PROVIDED INFORMATION section start

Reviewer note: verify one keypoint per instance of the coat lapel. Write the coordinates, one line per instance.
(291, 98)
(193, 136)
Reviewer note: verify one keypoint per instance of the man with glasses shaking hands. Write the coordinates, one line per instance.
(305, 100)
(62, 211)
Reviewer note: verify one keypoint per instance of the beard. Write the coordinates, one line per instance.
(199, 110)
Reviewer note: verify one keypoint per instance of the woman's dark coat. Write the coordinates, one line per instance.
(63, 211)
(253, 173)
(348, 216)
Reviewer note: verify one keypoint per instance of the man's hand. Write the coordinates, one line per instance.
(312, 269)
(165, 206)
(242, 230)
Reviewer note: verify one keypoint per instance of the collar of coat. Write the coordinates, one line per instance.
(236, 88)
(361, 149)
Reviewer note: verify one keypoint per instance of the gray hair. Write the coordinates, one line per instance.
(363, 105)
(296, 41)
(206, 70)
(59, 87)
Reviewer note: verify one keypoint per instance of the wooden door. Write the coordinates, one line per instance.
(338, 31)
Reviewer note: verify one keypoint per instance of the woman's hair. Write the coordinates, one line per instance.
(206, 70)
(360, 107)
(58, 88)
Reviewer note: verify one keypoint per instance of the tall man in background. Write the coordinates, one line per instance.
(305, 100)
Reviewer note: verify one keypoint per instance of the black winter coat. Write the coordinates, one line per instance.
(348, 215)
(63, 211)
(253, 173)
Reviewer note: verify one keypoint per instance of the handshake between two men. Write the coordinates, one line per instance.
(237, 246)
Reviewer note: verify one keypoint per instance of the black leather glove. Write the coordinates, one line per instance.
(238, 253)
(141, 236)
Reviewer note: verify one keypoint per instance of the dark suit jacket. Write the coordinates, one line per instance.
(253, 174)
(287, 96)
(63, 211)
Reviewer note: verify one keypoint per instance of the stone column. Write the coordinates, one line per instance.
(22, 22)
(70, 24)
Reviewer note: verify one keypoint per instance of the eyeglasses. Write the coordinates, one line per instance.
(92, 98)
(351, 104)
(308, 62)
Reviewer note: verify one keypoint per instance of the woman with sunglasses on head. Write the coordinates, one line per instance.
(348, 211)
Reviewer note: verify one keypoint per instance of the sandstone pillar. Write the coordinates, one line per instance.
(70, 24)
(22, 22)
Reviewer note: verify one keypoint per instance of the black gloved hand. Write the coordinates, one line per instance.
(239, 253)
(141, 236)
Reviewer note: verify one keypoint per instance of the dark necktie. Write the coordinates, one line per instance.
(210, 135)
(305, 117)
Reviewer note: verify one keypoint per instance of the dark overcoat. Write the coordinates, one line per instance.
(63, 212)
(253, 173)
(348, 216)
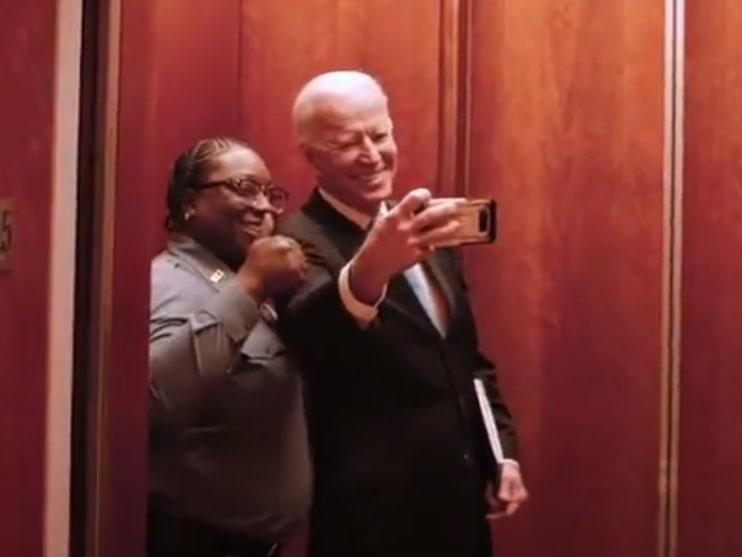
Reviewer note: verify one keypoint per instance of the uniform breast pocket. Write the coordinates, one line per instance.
(261, 347)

PROVIDED INFORMATION section end

▶ TASK DIRECTIONS
Transcribe each entry exactly; images stay out.

▶ RESPONSE BELOW
Reviewer note: verify one keypoint per instance of the coat lapel. Write the coordinates, one line per instance.
(291, 98)
(193, 136)
Reviewer note: verify one keypoint per instance of the man with glasses shaking hands. Write the coordinates, one line per instance.
(305, 100)
(62, 211)
Reviewer note: verify one keypoint per instance of the beard. Write the coordinates, one line per instance.
(199, 110)
Reviewer note: verify one keypoint per instance of the woman's dark coat. Write the coordinates, one line per instance.
(63, 211)
(253, 173)
(348, 216)
Reviewer note: verify one keypoint per instance of the man's hand. Write the coordinates, one line per instance.
(312, 269)
(165, 206)
(242, 230)
Reviewer note: verify one keypoint per instance of the collar of coat. Write the coordinates, one line per instance.
(236, 88)
(361, 149)
Reviewer note: verify one keypoint per instance of the gray hair. Write the coordinates, one line per instance.
(363, 105)
(296, 41)
(206, 70)
(59, 87)
Reviewer note: verify one keypoint per instance of the wooden door. Write the coordinates, one line per instance.
(338, 31)
Reviewer note: verify one keypoint per instance of the woman's hair. Write the coordinates, one line per instance.
(206, 70)
(360, 107)
(58, 88)
Reviewer note: verify one keypoint per instance of the tall man in background. Write the coordinates, one line per instance.
(305, 100)
Reviewer note: verify one keypoint per instance of the black winter coat. Write the coordinates, one line per instance.
(348, 215)
(63, 211)
(253, 173)
Reviewer note: verify one keypoint per instance of the handshake between two men. Write the coordinates, one line per instance.
(237, 246)
Reviewer note: verify one keypoint per instance of the black leather glove. Write the coordinates, one line per instance.
(238, 253)
(141, 236)
Reviewer note: verify one keypoint per instance of the dark suit jacket. Write the coordinates, one line per instance.
(253, 174)
(287, 96)
(63, 211)
Reviewer note: verify one keypoint per instance of the stone column. Write the coordinates, one line per instance.
(22, 22)
(70, 24)
Reviewer note: verify one keypoint per instance of the eyeglasses. Write the coordinates, one line per instance.
(92, 98)
(351, 104)
(308, 62)
Reviewer note: verify one keypoint per instance of the woman with sunglasses on head. Write the coordinates, one line per instance.
(348, 211)
Reviewer note: verify one keypoint per instance of the sandstone pillar. Write the coordinates, one line per instance.
(70, 24)
(22, 22)
Reviewer note: verify one keypoint per instance of the black gloved hand. Write the coordinates, one line per instance.
(239, 253)
(141, 236)
Reviewer note: verify one keypoint per instance of the dark necktie. Write the coordinates, one line per instance.
(210, 135)
(305, 117)
Reviewer note: verify one keypoint per instance of the dark overcoat. Write the coordinates, one line per instance.
(63, 212)
(253, 173)
(348, 216)
Reviewer note: verify one keypoint per instance of the uniform breast pocket. Write the coordinates, one line per instance.
(261, 347)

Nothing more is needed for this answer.